#### [What you have to do]
Exactly the lines from the line that has "Shot-chart audit: point to every instance of the sunburst" through the final line below are to be retyped, and the pictures are not.

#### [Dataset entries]
--- begin ---
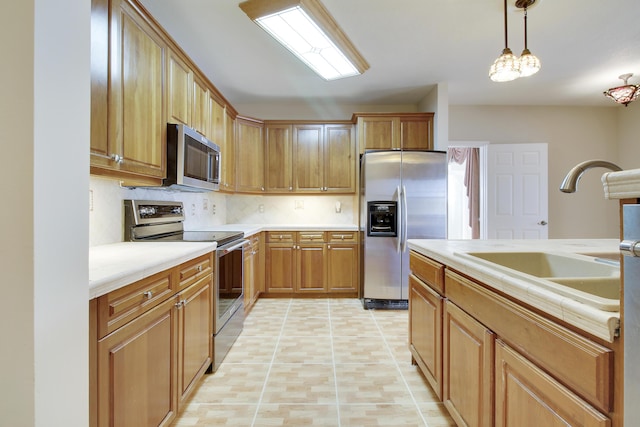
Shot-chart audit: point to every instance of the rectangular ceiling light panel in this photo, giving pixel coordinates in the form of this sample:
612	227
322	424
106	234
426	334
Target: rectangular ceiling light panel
306	37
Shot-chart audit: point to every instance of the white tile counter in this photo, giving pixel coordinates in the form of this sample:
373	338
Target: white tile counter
598	322
119	264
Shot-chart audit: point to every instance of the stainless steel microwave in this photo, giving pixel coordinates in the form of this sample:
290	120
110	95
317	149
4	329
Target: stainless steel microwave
193	161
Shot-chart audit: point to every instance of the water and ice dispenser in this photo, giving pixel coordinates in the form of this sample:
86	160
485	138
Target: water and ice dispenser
382	219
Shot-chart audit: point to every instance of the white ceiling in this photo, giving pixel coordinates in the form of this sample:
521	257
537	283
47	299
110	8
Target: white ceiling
412	45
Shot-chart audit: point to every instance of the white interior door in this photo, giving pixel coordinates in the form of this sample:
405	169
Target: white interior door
517	191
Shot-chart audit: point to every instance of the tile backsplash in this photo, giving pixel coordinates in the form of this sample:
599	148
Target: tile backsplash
106	210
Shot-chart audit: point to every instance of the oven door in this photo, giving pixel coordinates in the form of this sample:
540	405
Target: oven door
229	282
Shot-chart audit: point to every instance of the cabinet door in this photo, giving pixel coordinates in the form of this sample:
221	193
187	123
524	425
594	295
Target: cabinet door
136	109
250	157
135	389
195	335
280	267
339	159
312	268
425	331
378	133
200	106
179	78
308	175
216	124
416	133
527	396
342	267
278	153
467	368
228	153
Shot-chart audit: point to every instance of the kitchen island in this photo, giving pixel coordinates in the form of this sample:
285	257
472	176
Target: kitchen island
500	350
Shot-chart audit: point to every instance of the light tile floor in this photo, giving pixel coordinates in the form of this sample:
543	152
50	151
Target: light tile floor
317	362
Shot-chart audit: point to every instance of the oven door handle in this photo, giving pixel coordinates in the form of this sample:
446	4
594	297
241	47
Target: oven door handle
226	250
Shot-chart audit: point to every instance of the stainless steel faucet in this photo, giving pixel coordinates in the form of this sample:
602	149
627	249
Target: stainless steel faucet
570	182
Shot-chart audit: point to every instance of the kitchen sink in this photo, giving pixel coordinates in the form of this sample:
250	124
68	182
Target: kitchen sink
580	277
544	264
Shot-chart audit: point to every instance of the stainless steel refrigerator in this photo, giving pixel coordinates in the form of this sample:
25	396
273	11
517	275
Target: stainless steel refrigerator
403	196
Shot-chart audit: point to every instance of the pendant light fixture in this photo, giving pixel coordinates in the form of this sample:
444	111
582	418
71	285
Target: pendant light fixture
506	67
624	94
529	63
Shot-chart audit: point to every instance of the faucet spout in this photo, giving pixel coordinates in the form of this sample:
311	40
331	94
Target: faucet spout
570	182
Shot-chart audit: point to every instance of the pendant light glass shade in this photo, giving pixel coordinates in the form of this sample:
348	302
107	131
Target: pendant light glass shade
505	68
529	64
624	94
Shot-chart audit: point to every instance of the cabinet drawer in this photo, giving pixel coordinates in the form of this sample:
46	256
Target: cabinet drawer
192	271
281	236
428	271
579	363
311	236
123	305
343	236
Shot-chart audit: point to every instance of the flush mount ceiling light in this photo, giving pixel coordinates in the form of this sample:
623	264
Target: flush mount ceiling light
624	94
307	29
529	63
506	67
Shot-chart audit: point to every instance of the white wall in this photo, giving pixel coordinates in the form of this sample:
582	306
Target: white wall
574	134
44	112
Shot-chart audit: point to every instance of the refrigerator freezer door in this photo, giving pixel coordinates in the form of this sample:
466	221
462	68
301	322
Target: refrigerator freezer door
381	257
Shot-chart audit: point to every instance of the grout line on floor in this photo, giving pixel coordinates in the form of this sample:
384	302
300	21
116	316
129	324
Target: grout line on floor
273	357
404	380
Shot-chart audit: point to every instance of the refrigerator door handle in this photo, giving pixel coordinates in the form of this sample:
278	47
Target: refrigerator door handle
398	219
405	219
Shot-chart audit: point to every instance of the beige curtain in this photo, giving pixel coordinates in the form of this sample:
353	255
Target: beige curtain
471	156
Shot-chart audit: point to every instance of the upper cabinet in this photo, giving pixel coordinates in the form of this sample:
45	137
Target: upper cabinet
249	155
401	131
133	146
309	157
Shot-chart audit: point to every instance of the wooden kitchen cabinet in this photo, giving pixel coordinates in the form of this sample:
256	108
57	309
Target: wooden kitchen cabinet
151	343
137	371
195	335
394	131
425	331
310	157
548	374
467	368
134	147
312	262
249	155
528	396
343	265
278	158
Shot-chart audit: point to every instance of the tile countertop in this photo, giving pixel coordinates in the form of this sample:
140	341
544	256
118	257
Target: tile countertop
116	265
600	323
119	264
621	185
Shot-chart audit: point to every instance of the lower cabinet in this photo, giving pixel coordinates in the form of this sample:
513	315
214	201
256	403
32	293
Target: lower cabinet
467	368
314	262
493	362
526	395
147	367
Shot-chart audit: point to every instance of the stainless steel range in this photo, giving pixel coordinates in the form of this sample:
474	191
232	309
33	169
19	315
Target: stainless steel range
146	221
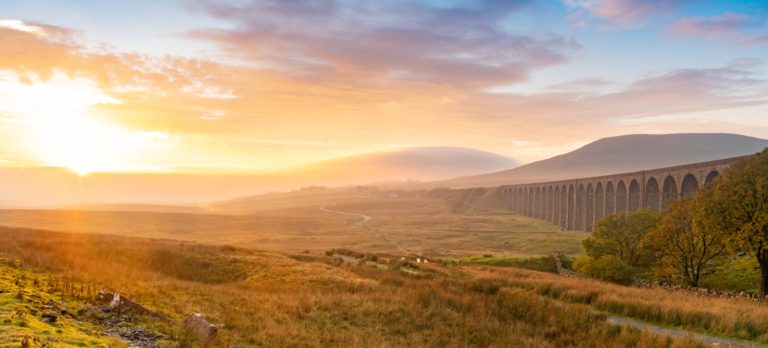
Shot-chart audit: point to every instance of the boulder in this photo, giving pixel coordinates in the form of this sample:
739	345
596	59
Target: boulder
196	324
122	305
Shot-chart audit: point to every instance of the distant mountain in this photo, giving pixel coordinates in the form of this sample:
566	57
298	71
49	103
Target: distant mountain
621	154
57	187
423	163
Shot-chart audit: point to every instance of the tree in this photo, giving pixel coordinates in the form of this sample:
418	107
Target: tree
739	206
684	240
623	236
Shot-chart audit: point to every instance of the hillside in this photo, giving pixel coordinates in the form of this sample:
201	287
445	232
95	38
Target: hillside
57	187
621	154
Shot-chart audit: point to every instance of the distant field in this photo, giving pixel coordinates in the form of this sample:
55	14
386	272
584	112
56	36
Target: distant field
296	222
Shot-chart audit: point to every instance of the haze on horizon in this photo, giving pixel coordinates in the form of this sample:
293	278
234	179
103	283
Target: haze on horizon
235	87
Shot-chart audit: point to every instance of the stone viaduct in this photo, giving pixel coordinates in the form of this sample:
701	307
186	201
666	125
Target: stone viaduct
578	204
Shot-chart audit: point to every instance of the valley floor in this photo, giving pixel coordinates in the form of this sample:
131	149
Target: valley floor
347	298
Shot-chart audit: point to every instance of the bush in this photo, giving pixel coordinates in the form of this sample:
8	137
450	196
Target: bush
606	267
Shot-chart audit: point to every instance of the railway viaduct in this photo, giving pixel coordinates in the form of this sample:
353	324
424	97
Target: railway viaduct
578	204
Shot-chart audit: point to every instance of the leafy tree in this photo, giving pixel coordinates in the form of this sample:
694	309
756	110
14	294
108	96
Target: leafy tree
739	206
606	267
684	240
623	236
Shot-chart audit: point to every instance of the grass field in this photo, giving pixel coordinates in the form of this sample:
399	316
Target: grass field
284	299
405	225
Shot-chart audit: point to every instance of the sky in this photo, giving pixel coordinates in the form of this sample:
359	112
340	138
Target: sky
203	86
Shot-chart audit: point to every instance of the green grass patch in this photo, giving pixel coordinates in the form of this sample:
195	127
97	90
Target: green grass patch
542	264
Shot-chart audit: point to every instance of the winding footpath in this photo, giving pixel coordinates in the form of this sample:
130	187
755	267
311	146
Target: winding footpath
363	225
711	341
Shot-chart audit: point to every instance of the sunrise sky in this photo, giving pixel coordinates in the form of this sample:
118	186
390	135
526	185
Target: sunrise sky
245	86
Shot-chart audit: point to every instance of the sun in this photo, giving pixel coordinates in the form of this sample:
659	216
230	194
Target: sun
62	131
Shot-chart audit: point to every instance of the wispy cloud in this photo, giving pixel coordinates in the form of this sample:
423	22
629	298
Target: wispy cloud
621	13
461	46
733	28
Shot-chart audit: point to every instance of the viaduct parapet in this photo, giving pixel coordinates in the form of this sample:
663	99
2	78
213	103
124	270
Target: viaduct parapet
578	204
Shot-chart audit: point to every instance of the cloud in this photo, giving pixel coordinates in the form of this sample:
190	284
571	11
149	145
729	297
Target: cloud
621	13
236	115
731	27
729	23
384	41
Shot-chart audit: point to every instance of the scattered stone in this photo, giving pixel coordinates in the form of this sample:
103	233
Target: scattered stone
196	324
49	318
123	305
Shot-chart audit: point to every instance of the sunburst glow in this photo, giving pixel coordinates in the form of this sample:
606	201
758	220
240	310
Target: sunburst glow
62	131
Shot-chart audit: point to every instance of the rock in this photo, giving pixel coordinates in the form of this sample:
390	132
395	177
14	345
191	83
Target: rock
49	318
196	324
121	304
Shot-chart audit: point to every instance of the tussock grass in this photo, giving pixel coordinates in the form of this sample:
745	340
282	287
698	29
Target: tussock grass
308	301
738	318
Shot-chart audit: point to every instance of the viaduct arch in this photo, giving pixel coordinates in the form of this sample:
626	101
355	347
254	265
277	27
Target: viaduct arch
578	204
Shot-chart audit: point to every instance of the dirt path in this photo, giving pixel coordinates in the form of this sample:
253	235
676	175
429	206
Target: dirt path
363	225
712	341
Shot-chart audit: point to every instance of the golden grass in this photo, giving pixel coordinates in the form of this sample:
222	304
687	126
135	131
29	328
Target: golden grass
293	222
738	318
315	300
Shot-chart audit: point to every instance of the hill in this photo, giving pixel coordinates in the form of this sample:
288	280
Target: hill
621	154
56	187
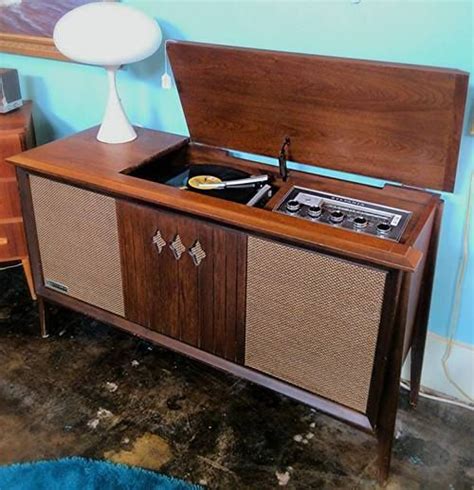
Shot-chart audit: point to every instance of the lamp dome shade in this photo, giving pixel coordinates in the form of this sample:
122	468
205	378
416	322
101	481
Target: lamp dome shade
106	34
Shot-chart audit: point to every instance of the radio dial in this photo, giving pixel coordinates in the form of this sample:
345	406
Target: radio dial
383	228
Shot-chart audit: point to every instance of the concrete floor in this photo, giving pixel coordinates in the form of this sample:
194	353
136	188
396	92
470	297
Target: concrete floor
93	391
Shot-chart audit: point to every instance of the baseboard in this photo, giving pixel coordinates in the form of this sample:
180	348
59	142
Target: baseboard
460	365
--- end ---
#### [Task result]
Shot-chart audit: point to every instance of the sunburst glow in this photo, giving pixel coordinates in the form of this sample:
606	201
758	220
240	310
Target: sunburst glow
62	131
Shot-chart audit: point to every instance of the rock in this photo, giving pixel coordinates in the form of this sample:
390	132
395	177
14	345
191	83
Target: rock
49	318
196	324
121	304
Shot-chart audit: point to every instance of the tussock grass in this photo, giving pixel coordinates in the form of this sample:
745	340
282	287
698	29
Target: tussock grass
308	301
738	318
Shot-chart audit: point to every instance of the viaduct arch in this photo, giving pixel coordinates in the form of this sample:
626	101
355	347
254	265
277	27
Target: viaduct arch
578	204
Shot-chart audit: point to every instance of the dirt path in this photo, giving pixel coordinates in the form of this sample:
253	235
676	175
429	206
Target: dirt path
363	225
712	341
Shot-chart audit: point to every instance of the golden grass in this photo, giving pixel coordinates in the form of this sample:
222	304
687	126
135	131
29	328
Target: golden grass
293	222
738	318
315	300
Shot-chart audit: point to every instance of the hill in this photo, giving pixel coordinates in the form of this sample:
288	280
Target: hill
621	154
56	187
Shot-chart audit: point to every instance of the lamp dome shade in this photo, giving pixel coordinates in the form of this sample:
122	468
205	378
416	322
101	481
Target: lamp dome shade
106	34
Shot-chart audit: point to every instance of the radio dial in this photo, giving pixel coordinates in the form of this sample:
345	406
Target: radio dial
383	228
Shot-chart audit: point to every instance of the concrete floor in this photo, giving pixel coordinates in the form of this sample:
194	353
136	188
396	92
470	297
Target: concrete floor
93	391
Shot-chart audit: point to every instance of the baseboard in this photo, giving pixel coordinates in the form of this sample:
180	348
59	142
Target: baseboard
460	365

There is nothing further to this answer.